Copy exactly the run of lines that begins at the line with "Target: champions league starball badge" and ends at the final line of the entries.

→ INPUT RECORDS
-- begin --

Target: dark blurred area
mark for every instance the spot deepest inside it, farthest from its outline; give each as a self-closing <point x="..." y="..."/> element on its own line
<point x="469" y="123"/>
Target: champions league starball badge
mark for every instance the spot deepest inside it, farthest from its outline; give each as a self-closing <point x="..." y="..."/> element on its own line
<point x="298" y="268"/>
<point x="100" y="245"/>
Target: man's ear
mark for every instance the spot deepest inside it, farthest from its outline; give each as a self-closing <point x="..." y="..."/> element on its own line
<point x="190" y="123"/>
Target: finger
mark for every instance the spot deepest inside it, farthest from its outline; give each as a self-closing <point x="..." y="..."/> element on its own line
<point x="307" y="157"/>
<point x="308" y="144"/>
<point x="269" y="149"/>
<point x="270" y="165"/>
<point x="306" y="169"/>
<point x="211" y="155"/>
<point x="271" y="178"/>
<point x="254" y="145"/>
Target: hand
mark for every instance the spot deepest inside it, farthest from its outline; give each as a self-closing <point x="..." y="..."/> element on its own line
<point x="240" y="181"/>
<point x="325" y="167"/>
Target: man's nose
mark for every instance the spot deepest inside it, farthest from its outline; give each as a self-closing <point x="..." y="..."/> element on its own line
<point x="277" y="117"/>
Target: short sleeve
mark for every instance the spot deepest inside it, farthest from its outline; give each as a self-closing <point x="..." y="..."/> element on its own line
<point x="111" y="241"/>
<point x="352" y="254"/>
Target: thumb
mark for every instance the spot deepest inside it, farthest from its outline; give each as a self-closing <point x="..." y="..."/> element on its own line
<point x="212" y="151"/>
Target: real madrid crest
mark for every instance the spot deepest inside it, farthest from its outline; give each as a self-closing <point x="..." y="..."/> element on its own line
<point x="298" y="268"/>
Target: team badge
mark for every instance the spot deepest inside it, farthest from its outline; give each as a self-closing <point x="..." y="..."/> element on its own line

-- end --

→ RESULT OF THIS EXERCISE
Target: champions league starball badge
mark for every instance the spot deepest inside it, farthest from its outline; give each as a self-closing <point x="..." y="..."/> element on its own line
<point x="298" y="268"/>
<point x="100" y="245"/>
Target: man's ear
mark for every instance the spot deepest inside it, farthest from its outline; give each as a self-closing <point x="..." y="..."/> element on its own line
<point x="190" y="123"/>
Target: finger
mark for every instance the spot deepest inside it, farthest from its outline; give each as a self-closing <point x="..." y="..."/> element on its own line
<point x="307" y="157"/>
<point x="308" y="144"/>
<point x="269" y="149"/>
<point x="270" y="165"/>
<point x="306" y="169"/>
<point x="211" y="155"/>
<point x="271" y="178"/>
<point x="254" y="145"/>
Target: hand
mark for every instance the spot deepest inside it, farthest from its outline; give each as a self-closing <point x="..." y="..."/> element on its own line
<point x="240" y="181"/>
<point x="325" y="167"/>
Target: man's nose
mark for every instance the spot deepest inside it, farthest from its outline; give each as a self-closing <point x="..." y="..."/> element on its own line
<point x="277" y="117"/>
Target: short sleeve
mark for every instance the spot deepest inside it, farthest from its outline; give each as a self-closing <point x="..." y="..."/> element on its own line
<point x="111" y="241"/>
<point x="352" y="254"/>
Target: thumb
mark for every instance the spot deepest inside it, farthest from its outline; give each as a self-closing <point x="..." y="..."/> element on its own line
<point x="212" y="151"/>
Target: real madrid crest
mark for every instance the spot deepest inside it, farthest from its outline; give each as a self-closing <point x="..." y="..."/> element on its own line
<point x="298" y="268"/>
Target: team badge
mark for every instance the spot deepest inside it, farthest from its outline; give each as a self-closing <point x="..." y="..."/> element on its own line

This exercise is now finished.